Reproduce exactly the lines beginning with the line that contains "Confirm that each instance of the rocky" and ending at the final line of the material below.
--- START OF Exercise material ---
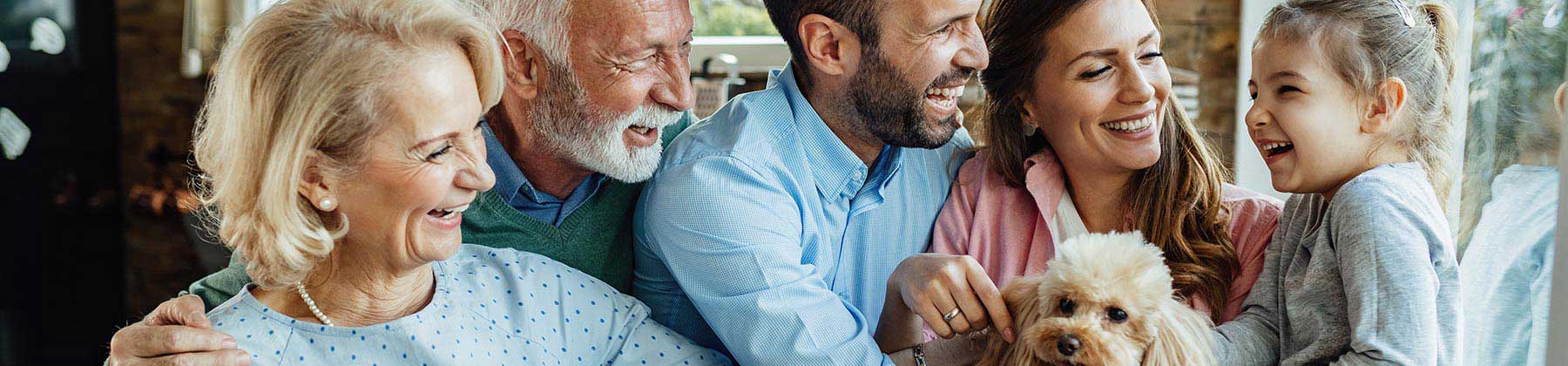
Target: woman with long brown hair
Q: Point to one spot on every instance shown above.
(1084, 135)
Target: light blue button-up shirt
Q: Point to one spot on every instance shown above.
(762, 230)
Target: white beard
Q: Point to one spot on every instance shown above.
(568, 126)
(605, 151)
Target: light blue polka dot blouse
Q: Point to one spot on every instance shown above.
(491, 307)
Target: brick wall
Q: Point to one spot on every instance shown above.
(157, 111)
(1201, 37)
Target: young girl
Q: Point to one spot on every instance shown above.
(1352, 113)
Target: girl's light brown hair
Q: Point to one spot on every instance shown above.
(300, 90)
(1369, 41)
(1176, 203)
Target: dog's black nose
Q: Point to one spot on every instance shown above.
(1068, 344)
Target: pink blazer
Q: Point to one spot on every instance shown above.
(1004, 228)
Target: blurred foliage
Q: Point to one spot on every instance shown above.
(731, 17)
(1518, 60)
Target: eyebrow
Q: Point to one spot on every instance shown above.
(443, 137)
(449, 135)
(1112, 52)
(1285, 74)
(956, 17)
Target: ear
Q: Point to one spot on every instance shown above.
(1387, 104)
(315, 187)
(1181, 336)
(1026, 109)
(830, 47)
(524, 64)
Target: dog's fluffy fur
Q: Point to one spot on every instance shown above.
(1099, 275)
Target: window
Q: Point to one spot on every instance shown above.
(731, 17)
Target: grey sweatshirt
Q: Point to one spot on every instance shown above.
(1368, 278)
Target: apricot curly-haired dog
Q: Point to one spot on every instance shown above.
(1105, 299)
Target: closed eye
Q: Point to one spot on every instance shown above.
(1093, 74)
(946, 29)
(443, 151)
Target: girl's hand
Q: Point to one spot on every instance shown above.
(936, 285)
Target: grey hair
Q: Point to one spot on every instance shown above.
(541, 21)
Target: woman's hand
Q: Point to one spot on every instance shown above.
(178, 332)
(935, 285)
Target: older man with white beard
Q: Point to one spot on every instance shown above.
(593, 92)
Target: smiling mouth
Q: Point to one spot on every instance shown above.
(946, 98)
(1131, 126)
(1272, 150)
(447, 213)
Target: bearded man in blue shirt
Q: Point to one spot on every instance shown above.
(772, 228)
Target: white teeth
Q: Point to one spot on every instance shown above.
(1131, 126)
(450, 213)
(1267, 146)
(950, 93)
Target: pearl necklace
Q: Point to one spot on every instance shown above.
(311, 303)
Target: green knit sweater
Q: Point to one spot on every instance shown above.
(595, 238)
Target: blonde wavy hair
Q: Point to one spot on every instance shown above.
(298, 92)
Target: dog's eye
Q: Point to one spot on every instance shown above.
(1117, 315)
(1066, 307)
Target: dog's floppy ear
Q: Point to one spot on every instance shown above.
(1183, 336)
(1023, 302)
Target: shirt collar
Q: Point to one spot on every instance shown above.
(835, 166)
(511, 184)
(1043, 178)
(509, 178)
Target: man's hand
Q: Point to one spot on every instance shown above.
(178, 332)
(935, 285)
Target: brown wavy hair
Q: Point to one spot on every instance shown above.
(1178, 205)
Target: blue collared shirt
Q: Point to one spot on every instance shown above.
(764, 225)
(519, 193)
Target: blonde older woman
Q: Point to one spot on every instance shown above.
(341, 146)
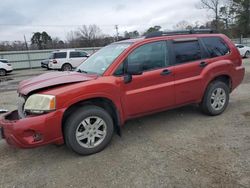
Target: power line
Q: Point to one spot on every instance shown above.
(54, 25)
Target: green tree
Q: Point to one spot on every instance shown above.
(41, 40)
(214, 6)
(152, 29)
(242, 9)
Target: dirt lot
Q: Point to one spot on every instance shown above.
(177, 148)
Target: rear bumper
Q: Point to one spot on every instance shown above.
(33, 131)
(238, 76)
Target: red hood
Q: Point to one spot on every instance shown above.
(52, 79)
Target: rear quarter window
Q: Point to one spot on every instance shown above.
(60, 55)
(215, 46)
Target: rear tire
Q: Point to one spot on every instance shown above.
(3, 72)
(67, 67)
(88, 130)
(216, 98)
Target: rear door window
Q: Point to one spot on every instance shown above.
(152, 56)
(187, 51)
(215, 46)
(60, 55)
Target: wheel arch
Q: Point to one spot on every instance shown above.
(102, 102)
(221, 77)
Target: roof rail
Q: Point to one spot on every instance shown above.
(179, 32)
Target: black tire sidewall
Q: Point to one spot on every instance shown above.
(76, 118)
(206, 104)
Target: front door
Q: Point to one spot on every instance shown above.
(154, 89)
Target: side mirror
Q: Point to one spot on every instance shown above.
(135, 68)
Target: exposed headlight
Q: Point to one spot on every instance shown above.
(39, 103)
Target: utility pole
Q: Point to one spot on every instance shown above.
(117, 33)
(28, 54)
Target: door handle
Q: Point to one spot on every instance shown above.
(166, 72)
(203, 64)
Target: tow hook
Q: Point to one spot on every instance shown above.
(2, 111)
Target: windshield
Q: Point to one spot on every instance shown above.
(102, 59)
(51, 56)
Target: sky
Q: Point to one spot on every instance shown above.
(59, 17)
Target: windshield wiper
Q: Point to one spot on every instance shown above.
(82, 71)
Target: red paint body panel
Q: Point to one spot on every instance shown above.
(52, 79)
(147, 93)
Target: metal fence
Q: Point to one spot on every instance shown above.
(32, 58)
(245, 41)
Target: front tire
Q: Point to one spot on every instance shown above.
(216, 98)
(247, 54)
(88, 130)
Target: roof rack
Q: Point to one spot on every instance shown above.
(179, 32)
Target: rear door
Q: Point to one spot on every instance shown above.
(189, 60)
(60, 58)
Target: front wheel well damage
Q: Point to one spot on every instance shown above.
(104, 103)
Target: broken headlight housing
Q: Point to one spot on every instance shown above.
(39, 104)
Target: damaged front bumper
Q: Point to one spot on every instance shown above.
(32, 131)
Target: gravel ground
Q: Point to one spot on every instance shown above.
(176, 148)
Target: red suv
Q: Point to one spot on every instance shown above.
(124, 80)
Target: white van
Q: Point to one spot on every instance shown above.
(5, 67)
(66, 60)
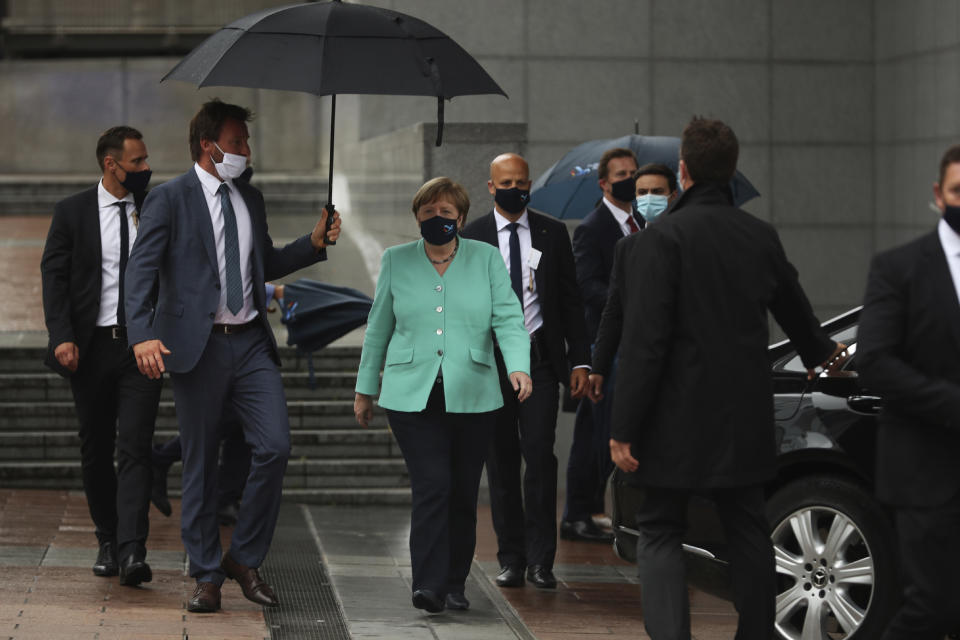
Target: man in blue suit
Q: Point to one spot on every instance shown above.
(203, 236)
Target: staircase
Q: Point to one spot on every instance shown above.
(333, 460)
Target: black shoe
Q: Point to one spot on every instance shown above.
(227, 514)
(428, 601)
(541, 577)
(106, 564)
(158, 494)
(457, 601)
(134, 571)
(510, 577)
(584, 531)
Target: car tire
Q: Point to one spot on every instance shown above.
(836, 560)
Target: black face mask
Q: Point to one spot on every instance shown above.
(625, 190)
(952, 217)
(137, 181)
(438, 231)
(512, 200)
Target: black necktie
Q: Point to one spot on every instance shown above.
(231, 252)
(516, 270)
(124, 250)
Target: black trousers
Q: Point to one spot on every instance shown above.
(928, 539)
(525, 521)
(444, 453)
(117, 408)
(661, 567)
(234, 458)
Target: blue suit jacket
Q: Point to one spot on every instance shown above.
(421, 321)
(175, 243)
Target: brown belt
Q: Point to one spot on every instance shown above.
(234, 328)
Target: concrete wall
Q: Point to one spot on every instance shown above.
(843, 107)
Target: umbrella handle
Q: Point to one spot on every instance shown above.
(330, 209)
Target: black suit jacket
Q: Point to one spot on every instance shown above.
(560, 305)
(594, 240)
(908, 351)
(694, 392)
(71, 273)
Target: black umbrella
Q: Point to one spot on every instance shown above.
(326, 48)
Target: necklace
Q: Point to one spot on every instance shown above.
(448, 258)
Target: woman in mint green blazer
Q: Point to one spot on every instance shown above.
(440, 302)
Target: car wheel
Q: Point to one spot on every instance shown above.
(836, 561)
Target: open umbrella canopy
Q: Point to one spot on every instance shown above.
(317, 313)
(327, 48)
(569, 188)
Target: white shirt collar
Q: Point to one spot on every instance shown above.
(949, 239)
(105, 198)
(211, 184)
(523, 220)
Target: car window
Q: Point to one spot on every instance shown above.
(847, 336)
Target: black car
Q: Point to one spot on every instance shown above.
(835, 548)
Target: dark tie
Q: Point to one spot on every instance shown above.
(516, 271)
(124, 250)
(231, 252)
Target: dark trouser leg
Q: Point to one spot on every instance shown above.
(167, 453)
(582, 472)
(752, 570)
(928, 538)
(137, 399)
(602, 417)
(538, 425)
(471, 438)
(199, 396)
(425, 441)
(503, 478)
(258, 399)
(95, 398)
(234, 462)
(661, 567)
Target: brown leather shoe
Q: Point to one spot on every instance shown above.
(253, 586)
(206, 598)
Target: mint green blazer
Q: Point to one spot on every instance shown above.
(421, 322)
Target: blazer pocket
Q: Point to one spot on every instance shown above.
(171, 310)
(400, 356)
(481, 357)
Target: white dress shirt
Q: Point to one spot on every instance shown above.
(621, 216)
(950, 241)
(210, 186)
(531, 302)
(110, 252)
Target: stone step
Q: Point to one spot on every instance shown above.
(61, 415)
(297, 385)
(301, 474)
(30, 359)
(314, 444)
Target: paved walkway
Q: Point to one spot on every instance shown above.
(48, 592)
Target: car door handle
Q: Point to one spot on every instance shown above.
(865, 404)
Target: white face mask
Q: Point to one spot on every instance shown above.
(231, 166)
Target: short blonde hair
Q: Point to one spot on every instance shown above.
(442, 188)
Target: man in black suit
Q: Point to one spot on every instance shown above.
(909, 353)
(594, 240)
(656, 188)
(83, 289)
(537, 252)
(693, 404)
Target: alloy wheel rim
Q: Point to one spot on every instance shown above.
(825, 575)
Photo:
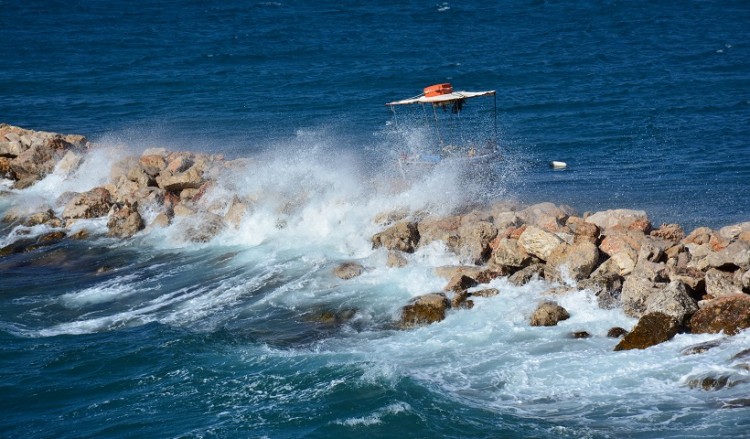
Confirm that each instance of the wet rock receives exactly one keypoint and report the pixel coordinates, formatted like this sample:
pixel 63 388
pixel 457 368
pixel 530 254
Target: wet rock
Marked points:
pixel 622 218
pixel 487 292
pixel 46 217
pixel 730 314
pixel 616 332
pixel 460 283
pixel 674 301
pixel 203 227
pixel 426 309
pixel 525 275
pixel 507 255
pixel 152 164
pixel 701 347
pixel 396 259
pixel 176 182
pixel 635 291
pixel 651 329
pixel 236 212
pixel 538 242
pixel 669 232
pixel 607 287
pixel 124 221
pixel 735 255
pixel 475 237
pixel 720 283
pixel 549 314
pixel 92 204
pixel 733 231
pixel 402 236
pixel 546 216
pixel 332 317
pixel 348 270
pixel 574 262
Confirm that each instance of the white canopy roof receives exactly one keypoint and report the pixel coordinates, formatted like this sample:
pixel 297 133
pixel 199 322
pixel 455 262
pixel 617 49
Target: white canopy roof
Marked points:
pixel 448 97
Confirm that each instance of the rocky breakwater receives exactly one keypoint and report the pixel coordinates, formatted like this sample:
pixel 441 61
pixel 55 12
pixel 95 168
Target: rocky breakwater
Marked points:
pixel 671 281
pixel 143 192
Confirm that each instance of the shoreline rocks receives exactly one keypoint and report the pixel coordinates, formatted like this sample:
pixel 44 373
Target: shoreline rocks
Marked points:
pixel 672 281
--- END OF Exercise material ---
» **Answer for this exercise**:
Confirm that each instance of the rocky breakwater receives exactly one keypoint and report the pixel coordinates, formatted like this sample:
pixel 441 61
pixel 55 12
pixel 95 168
Target: rocky breakwater
Marked points:
pixel 671 281
pixel 143 192
Confirm that each instance of the shoreline rocks receives exactly one keypoint and report the pixel coordinates, formatted like this sample:
pixel 44 373
Target: shoreline rocks
Marked points:
pixel 672 281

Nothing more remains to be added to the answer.